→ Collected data

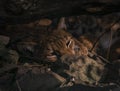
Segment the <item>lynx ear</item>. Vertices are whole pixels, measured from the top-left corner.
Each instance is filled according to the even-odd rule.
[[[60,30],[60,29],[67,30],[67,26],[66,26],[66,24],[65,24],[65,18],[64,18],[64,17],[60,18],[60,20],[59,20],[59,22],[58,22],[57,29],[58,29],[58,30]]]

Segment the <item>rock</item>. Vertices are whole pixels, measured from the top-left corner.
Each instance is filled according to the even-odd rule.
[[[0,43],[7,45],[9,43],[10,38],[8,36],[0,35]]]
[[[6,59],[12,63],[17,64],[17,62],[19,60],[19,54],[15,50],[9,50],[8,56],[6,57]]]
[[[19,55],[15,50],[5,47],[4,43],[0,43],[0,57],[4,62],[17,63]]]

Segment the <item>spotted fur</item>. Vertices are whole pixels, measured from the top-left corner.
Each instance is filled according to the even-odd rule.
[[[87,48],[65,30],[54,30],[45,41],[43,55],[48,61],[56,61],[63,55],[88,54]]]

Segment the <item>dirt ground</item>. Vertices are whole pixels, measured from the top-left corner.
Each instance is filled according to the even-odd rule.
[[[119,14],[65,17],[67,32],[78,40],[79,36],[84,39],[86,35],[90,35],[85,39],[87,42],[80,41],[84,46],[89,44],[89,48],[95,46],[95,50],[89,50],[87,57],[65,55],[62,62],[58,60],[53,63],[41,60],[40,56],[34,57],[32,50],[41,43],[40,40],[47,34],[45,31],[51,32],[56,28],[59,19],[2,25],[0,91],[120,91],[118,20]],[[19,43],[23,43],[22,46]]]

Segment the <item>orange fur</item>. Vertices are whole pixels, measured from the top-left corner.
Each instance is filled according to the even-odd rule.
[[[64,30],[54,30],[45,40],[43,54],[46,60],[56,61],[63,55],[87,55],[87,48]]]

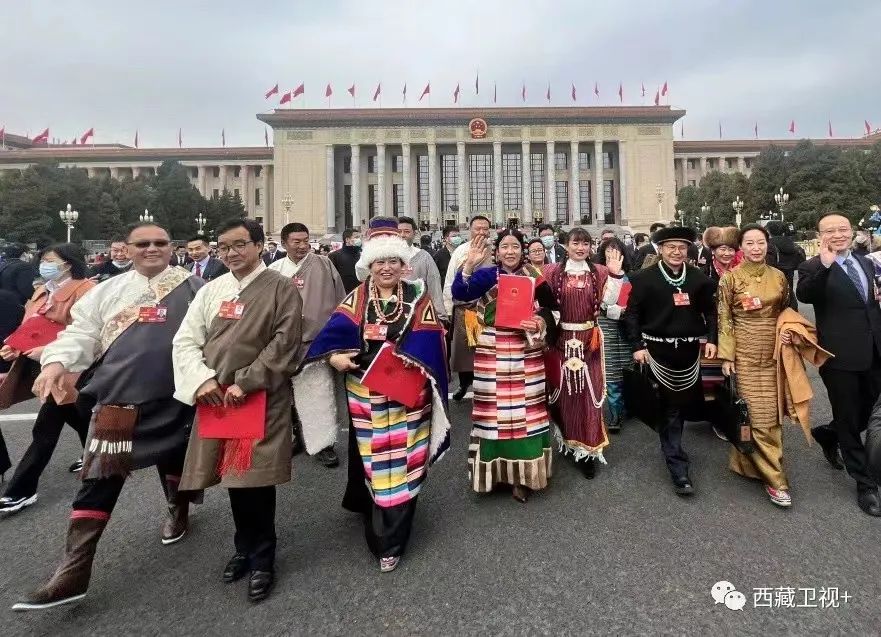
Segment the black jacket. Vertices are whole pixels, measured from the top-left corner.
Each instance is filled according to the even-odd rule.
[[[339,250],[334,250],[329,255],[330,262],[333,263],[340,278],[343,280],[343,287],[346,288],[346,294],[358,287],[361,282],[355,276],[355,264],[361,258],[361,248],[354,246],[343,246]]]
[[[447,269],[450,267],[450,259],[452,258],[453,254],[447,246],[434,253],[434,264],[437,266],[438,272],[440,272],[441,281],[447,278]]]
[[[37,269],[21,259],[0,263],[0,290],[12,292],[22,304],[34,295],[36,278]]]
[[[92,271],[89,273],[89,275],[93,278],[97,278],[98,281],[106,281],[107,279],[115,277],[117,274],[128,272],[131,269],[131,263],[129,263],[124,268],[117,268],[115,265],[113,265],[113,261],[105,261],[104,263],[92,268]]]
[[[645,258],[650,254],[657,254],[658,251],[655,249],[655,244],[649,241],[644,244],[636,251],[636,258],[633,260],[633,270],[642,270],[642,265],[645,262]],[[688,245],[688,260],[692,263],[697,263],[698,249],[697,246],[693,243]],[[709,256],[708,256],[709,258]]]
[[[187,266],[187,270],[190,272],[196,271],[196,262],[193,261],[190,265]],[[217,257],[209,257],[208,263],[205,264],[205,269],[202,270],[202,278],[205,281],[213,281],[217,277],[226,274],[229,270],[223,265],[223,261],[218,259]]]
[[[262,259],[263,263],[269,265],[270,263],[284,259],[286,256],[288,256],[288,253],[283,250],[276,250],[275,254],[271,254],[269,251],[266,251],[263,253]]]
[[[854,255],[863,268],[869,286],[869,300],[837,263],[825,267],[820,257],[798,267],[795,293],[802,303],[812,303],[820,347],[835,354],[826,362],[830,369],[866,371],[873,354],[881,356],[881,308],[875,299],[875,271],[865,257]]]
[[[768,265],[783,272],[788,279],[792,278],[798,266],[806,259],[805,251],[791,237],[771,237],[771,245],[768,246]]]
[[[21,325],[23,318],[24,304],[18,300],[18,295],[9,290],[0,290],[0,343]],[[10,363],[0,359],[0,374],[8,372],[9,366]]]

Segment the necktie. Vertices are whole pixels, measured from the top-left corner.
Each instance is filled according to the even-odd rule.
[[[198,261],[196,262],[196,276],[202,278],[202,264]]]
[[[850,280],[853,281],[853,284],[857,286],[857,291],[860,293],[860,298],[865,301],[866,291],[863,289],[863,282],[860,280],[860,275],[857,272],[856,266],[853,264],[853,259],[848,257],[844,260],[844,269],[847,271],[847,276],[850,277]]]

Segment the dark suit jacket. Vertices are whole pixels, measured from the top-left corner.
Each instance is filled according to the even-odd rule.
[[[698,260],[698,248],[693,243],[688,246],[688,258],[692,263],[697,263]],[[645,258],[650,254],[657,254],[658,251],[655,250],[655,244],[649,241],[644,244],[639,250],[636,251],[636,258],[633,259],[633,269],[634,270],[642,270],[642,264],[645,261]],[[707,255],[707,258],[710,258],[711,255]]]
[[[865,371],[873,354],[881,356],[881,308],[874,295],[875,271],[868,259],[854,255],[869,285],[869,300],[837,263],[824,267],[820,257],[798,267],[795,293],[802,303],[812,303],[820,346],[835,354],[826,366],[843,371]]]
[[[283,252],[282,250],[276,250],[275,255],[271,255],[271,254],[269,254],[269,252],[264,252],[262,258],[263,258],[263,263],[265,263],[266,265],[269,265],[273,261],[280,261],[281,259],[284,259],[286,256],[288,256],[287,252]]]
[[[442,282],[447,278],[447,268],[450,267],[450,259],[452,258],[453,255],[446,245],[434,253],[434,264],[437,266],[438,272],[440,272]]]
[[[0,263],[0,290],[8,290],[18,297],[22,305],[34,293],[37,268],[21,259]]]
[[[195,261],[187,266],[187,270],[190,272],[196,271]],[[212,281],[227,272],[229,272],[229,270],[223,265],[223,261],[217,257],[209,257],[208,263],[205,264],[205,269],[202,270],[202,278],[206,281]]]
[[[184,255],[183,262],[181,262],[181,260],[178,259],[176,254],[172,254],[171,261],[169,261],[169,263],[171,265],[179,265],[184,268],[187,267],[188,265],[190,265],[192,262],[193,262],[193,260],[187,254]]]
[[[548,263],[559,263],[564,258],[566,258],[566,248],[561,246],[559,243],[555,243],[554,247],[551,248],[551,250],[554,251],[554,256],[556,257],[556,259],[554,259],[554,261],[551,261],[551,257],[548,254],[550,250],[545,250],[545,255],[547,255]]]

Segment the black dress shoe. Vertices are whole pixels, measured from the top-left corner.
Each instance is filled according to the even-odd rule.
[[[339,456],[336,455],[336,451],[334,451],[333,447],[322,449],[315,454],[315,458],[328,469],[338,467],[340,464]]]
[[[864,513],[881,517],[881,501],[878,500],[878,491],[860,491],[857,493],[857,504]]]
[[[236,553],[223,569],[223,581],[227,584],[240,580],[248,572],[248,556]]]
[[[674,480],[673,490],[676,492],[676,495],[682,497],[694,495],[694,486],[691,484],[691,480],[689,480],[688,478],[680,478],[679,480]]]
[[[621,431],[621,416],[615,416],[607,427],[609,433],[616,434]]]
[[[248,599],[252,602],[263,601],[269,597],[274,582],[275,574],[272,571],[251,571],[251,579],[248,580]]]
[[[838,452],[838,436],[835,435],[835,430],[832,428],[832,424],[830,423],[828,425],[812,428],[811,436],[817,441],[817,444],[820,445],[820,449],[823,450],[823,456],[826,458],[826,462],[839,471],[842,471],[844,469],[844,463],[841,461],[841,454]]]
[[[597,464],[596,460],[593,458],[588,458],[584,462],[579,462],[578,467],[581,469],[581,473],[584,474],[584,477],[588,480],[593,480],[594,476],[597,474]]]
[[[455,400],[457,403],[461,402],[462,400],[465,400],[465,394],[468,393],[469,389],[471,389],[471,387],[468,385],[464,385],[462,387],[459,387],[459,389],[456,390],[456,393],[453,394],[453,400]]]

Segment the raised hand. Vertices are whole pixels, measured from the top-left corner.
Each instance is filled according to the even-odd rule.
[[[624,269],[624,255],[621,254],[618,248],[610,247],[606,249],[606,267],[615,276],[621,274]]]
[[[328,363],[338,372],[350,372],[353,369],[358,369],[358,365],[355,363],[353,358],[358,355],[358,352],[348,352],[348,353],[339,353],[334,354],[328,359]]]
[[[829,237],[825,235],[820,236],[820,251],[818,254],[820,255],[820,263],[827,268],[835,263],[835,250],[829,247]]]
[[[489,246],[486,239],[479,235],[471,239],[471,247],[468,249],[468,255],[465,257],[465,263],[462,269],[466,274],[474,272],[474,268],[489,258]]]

→ Exercise description
The answer should consist only of the lines from the one containing "Segment the raised" through the last line of the data, given again exactly.

→ Your response
Segment the raised hand. Vertices are whole pixels, measured from the top-left corner.
Each instance is filled according to the even-odd rule.
[[[624,269],[624,255],[621,254],[618,248],[610,247],[606,249],[606,267],[615,276],[621,274]]]
[[[328,363],[338,372],[350,372],[353,369],[358,369],[358,365],[355,363],[353,358],[358,355],[358,352],[348,352],[348,353],[339,353],[334,354],[328,359]]]
[[[829,237],[825,235],[820,236],[820,251],[818,254],[820,255],[820,263],[827,268],[835,263],[835,250],[829,247]]]
[[[489,246],[486,239],[479,235],[471,239],[471,247],[468,249],[468,255],[465,257],[465,263],[462,269],[466,274],[474,272],[474,268],[489,258]]]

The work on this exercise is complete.